### Description of the task
Continue the commentary below on Japan's new DPJ government, Hatoyama, and Ozawa Ichiro from the point where it ends.

*** Opening of Text for analysis ***

Few people share Mr. Kan’s view of himself as having a solid grasp of money matters. Commenting on his policies to combat deflation, the weekly Shukan Bunshun in its 10 December 2009 issue said he was “tone deaf in economics”. The Economist magazine called him “shallow”, while some Japanese economists described his statements as “rash”. Commenting by Twitter, former Defense Minister Koike Yuriko of the LDP wrote:

“I hope the new finance minister doesn’t misread the word macroeconomics as microeconomics.”

Said the head of one bank, who chose to remain anonymous:

“Mr. Kan understands nothing about the economy.”

The gathering darkness

It has become obvious by now that the new regime and its leaders will be every bit as bad—if not worse—than the one it replaced. The only real step to reform they’ve taken is to funnel all budgetary requests through the party instead of through legislators with ties to the civil service. It may be a bad idea to leave policy in the hands of a bureaucratic elite unaccountable to the electorate, but current conditions in the United States, to cite just one example, show that it’s just as bad an idea to put it in the hands of third-rate hacks inebriate of power and money who pretend to be progressives automatic for the people.

The basic convictions informing the worldview of the most influential members of the present government and its allies have been shown repeatedly everywhere they’ve been tried to have a tenuous connection to everyday reality. Those ideas have become such a part of their identity over the years, however, that even the most dismal of failures will not force them to face the facts and reconsider their positions.

The only common thread among the overall membership of the ruling party itself is that they are a common receptacle for anyone Not of the LDP. In practice, that makes them a congeries that includes leftists, middle-class seekers of the main chance, and people who think Tojo Hideki was misunderstood. This most motley of crews would never have gained control of the government without blind obedience to Ozawa Ichiro, whose political instincts more closely resemble those of a dictator in a single-party state than a political leader in one of the world’s leading democracies.

As one Japanese journalist wrote on his blog:

“The prime minister is just a decoration. In truth, the government is controlled by the party’s General Secretary (shokicho, the term the Japanese Socialist Party used for its leader). This was the political style of the Soviet Communist Party in the past. Is not Japan in the same circumstance today?”

Watanabe Kozo, another former Ozawa ally and friend, former senior advisor to the DPJ, and former deputy speaker of the lower house, had a different way of putting it. He said in Fukushima on the 8th that he thought Mr. Fujii had been “bullied by a ‘mother-in-law’. Speaking of the political weakness of Prime Minister Hatoyama, he said:

“There’s a frightening ‘mother-in-law’ behind him. He’s become something of a pitiful daughter-in-law who doesn’t quite know what’s going on.”

Mr. Hatoyama’s inability to demonstrate even a minimum of leadership skills either domestically or internationally, combined with the puerile and laughable excuses for his own funding scandals, make it a real possibility that his term in office will be shorter than that of Abe Shinzo, Fukuda Yasuo, or Aso Taro. The financial scandals are becoming even more serious for Ozawa Ichiro, but he has vowed to fight the prosecutors while maintaining an iron grip on the party. As a television commentator put it yesterday, any party that permits someone like Ozawa to retain power is “unhealthy”.

*** Close of Text for analysis ***
*** Opening of Data to examine ***

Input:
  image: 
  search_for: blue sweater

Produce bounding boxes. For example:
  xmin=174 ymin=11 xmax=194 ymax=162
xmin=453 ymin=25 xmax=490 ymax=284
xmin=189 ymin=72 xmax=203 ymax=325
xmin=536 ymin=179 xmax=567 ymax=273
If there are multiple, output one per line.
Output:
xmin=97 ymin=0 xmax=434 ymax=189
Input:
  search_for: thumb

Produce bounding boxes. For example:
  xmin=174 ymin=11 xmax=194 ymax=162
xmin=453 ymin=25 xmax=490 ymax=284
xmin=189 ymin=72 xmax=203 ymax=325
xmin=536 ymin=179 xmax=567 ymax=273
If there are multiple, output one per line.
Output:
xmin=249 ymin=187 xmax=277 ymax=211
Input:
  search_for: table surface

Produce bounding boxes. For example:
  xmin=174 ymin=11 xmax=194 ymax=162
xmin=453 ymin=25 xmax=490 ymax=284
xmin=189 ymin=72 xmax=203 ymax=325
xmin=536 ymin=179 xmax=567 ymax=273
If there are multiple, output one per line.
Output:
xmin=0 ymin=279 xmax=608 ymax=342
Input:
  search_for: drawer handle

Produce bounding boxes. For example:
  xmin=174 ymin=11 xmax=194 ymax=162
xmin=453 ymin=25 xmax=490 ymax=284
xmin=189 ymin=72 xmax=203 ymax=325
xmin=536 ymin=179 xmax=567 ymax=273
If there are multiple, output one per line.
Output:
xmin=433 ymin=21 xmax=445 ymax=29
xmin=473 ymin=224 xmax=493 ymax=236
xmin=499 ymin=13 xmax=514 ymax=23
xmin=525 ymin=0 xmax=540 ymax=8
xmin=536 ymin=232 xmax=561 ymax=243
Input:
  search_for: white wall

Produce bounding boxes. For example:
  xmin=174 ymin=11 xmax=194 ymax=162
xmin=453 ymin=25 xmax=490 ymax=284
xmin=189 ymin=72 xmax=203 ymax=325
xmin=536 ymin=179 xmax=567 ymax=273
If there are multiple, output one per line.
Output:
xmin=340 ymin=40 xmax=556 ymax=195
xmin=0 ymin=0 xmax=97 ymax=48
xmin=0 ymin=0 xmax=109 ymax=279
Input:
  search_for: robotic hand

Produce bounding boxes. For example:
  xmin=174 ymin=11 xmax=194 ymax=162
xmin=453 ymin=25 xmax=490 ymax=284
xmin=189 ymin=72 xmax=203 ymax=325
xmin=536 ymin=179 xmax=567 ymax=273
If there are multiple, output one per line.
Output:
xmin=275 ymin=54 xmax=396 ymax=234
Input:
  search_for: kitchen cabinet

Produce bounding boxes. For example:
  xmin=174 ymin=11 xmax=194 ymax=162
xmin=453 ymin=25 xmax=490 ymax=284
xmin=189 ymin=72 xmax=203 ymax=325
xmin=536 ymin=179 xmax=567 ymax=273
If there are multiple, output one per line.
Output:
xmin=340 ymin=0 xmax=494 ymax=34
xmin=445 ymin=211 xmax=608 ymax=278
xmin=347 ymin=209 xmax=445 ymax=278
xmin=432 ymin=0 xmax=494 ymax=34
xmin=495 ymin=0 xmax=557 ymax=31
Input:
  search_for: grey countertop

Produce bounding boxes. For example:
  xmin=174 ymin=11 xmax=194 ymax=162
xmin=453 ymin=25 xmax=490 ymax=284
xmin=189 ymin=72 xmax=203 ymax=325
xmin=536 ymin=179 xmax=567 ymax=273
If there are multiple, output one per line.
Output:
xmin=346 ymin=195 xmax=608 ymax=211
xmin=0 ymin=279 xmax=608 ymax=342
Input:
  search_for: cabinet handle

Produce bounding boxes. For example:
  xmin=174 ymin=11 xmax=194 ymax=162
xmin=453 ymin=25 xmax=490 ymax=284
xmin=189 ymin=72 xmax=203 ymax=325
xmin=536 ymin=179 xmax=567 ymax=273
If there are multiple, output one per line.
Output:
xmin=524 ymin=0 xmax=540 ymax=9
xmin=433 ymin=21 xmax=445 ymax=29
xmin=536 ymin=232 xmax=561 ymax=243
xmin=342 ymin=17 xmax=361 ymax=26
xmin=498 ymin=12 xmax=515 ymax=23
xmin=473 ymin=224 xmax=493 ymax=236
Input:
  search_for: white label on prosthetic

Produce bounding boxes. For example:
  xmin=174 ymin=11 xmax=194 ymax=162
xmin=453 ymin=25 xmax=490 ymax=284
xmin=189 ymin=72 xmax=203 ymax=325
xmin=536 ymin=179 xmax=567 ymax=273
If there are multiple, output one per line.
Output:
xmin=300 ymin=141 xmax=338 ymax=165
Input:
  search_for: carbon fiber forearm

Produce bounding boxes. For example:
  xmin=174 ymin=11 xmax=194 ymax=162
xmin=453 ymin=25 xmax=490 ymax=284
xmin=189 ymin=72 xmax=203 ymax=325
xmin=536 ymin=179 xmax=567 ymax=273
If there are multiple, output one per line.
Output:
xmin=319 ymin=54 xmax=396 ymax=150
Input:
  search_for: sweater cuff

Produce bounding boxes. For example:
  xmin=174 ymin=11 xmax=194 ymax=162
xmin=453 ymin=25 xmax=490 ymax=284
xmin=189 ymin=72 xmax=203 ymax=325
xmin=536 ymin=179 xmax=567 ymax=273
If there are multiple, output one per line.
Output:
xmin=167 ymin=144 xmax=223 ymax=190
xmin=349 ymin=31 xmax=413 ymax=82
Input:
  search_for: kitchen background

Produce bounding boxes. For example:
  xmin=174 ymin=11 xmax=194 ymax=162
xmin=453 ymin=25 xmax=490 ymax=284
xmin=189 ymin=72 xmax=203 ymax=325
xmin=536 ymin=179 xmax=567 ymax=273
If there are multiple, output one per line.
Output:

*** Close of Data to examine ***

### Answer to this problem
A sick party in charge of governance cannot manage the affairs of a healthy nation that is sound in mind and body. The Japanese voted in desperation for change, and wound up the prisoners of incompetents who will demand more of their money in taxes, tokens who’ll vote however Ozawa Ichiro tells them to vote, and preening political egos thrilled with finally having received the opportunity to prove that socialism works. The sickness extends to treating Big Business as “the enemy” and expecting them to pay financial and political fealty even after their favored candidates lost the election, rather than dealing with them as a powerful group lobbying for its own interests. There is little, if any, awareness that “the enemy” is the group most responsible for generating the national wealth they’re so anxious to redistribute.

Absent a breakup of the DPJ or a conviction of Mr. Ozawa, the party is unlikely to have the nerve—or the integrity—to call another lower house election before they’re legally required to do so in 2013. That could be changed by losses in the upper house election this summer, but the opposition LDP is still down for the count after their losses in last summer’s lower house election.

That means the new bosses will follow the old LDP practice of “passing around the washtub” of the premiership to those waiting in line for it, including Mr. Kan, Okada Katsuya, and perhaps even coalition partner Kamei Shizuka.

The danger is that a largely rudderless ship of state will become so encumbered with left-wing bilge that it will drift into a Sargasso Sea of irrelevance, hallucinatory introspection, and hypocritical paternalism, abandoned by the United States and vampired by the Chinese. Unless they find a way to administer electoral shock therapy, the Japanese might be shocked to find they have become the sick man of Northeast Asia.

It is sobering to contemplate what might happen over the course of this decade.

Afterwords: Japanese political parties receive financial assistance from the public treasury based on their number of elected representatives. Parties that dissolve are required to return those funds to the treasury.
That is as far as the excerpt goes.